[What to produce]:
Please return each line of the data below that contains the word "front".

[Recorded data]
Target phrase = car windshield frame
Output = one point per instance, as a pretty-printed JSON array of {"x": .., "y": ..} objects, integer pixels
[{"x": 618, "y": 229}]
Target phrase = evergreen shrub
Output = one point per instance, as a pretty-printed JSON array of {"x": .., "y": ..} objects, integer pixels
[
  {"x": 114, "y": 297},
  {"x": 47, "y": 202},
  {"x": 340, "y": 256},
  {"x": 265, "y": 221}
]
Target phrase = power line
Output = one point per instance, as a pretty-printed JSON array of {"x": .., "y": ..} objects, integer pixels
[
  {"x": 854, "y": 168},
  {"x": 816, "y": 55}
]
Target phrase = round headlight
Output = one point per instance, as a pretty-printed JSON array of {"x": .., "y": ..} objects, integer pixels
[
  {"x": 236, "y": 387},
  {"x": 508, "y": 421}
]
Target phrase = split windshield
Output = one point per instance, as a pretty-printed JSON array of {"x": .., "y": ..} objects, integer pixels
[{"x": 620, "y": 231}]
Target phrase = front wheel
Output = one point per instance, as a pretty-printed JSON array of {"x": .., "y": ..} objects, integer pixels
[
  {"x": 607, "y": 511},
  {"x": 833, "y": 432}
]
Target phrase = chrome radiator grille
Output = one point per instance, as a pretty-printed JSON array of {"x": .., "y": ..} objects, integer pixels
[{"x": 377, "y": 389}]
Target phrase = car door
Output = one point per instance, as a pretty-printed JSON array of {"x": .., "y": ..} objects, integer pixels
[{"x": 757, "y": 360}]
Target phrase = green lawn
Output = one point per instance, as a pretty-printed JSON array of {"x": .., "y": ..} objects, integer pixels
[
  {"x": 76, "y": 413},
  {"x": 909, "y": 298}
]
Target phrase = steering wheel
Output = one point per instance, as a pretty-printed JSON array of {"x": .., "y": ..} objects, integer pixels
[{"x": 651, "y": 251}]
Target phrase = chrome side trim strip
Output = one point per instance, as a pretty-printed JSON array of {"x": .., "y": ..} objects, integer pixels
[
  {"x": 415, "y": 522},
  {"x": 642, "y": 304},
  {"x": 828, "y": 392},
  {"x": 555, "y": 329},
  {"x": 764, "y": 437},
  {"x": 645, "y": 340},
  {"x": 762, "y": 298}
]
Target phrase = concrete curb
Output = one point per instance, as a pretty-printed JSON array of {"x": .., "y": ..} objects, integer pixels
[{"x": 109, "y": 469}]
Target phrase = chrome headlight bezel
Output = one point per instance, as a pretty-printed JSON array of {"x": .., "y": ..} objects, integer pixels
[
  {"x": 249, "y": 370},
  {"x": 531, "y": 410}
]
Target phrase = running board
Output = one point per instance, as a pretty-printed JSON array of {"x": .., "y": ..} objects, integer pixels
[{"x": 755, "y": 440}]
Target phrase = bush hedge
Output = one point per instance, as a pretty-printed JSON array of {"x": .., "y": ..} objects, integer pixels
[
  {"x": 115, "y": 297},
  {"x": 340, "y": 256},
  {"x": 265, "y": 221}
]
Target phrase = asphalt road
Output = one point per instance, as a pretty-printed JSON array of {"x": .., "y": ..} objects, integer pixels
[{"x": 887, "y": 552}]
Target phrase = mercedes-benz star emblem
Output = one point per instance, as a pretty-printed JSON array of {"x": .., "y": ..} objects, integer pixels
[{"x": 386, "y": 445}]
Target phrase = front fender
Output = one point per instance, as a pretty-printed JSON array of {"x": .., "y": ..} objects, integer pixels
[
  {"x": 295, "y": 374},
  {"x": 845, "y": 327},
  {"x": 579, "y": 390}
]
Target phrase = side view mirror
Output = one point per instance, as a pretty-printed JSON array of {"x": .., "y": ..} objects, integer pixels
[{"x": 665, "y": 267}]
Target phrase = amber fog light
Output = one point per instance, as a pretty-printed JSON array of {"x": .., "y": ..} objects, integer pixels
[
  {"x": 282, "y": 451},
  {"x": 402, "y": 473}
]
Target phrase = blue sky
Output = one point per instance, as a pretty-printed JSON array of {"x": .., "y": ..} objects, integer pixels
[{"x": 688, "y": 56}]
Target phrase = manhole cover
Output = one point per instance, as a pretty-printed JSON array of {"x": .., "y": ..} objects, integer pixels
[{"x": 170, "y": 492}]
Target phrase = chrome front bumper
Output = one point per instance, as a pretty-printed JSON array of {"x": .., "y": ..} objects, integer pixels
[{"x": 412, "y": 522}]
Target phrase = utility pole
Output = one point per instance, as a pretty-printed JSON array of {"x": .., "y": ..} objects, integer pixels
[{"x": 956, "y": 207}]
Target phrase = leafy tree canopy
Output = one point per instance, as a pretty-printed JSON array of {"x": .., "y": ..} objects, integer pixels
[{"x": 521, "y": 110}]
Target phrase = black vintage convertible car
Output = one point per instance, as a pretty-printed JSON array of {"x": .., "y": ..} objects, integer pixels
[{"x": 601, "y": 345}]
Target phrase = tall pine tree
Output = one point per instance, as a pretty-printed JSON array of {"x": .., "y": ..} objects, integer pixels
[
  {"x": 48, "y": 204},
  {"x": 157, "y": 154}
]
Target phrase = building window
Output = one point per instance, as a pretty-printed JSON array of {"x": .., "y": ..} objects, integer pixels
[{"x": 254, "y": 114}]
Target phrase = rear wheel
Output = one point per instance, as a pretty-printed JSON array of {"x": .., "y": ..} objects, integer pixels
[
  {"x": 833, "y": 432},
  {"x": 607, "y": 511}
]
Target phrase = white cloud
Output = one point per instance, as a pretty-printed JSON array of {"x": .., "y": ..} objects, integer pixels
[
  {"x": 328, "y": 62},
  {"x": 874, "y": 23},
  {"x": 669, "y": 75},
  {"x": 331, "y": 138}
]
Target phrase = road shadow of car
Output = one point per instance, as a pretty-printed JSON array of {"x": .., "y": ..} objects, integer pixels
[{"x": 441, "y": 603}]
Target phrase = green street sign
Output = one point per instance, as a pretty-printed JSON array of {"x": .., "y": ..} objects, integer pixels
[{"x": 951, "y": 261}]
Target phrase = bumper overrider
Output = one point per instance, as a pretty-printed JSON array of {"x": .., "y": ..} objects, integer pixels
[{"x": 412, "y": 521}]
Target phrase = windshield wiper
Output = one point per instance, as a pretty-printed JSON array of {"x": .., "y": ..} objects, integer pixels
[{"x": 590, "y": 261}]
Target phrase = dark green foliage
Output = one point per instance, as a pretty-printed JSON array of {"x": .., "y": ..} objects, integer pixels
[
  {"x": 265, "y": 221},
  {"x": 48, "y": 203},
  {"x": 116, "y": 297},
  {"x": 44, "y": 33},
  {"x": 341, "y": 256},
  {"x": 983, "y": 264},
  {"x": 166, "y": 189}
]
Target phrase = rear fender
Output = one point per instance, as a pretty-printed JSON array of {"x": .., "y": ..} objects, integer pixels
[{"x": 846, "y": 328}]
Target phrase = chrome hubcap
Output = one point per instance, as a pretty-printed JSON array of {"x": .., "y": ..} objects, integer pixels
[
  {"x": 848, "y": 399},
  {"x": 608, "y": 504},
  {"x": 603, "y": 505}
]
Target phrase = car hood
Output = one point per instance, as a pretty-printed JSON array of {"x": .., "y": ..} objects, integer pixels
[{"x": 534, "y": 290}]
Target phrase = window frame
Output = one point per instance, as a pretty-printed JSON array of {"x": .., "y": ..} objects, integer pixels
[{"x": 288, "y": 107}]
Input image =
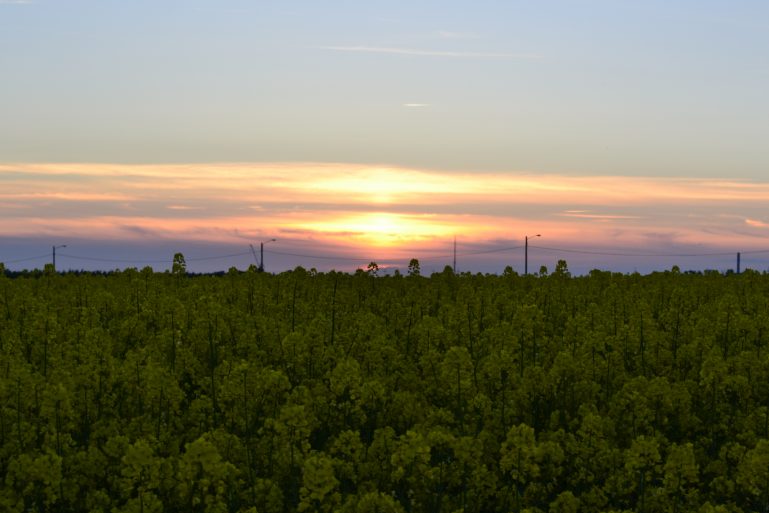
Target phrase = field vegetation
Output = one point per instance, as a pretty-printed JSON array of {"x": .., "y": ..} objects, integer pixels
[{"x": 137, "y": 391}]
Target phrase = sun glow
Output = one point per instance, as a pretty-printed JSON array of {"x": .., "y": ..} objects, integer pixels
[{"x": 381, "y": 229}]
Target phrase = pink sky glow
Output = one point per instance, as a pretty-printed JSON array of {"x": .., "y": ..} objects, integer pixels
[{"x": 389, "y": 212}]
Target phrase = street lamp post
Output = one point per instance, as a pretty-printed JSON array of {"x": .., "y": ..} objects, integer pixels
[
  {"x": 526, "y": 254},
  {"x": 261, "y": 253},
  {"x": 54, "y": 248}
]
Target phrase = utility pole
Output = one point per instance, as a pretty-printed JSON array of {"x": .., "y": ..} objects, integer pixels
[
  {"x": 261, "y": 253},
  {"x": 526, "y": 255},
  {"x": 53, "y": 248}
]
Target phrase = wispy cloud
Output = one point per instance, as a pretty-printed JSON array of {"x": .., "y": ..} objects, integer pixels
[
  {"x": 416, "y": 52},
  {"x": 364, "y": 206},
  {"x": 755, "y": 223},
  {"x": 448, "y": 34}
]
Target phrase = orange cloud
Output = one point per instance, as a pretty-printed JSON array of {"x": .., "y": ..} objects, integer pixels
[{"x": 373, "y": 206}]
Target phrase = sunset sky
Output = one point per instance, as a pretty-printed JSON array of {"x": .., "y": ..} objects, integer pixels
[{"x": 631, "y": 135}]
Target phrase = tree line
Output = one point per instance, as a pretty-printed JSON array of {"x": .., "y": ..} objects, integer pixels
[{"x": 307, "y": 391}]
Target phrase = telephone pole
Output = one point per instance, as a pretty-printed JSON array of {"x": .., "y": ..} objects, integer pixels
[
  {"x": 455, "y": 254},
  {"x": 261, "y": 253},
  {"x": 53, "y": 259}
]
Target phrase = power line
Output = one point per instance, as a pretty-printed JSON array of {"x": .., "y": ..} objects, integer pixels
[
  {"x": 606, "y": 253},
  {"x": 27, "y": 259}
]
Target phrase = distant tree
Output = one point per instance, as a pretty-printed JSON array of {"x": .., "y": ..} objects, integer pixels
[{"x": 562, "y": 269}]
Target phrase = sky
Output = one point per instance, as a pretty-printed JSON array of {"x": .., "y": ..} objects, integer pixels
[{"x": 629, "y": 135}]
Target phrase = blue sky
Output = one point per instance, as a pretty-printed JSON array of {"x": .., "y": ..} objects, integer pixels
[{"x": 565, "y": 88}]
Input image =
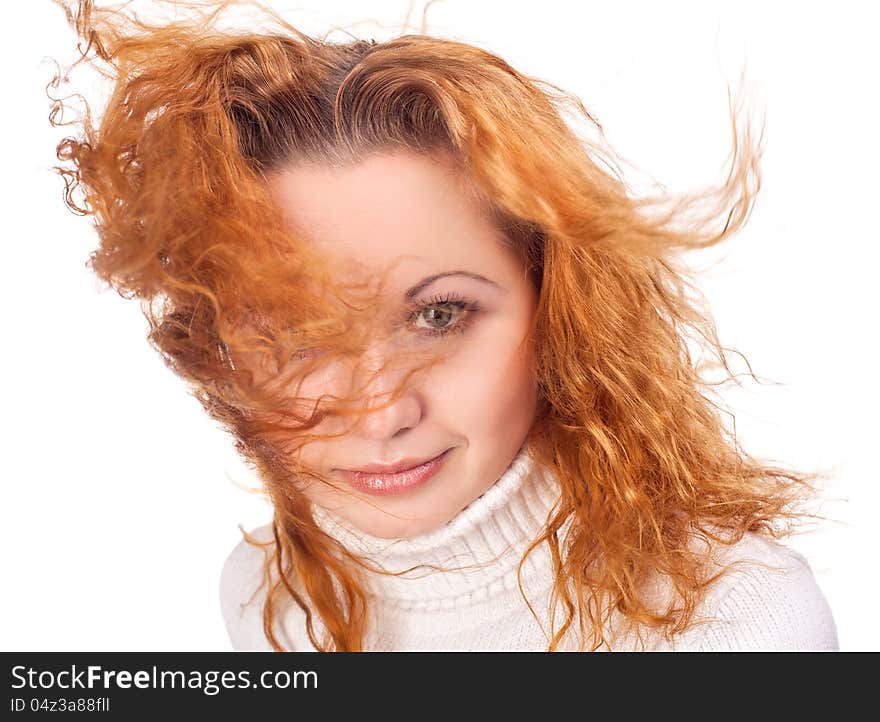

[Solution for this exercise]:
Target phrase = front wheel
Target phrase = front fender
Target phrase = chrome front bumper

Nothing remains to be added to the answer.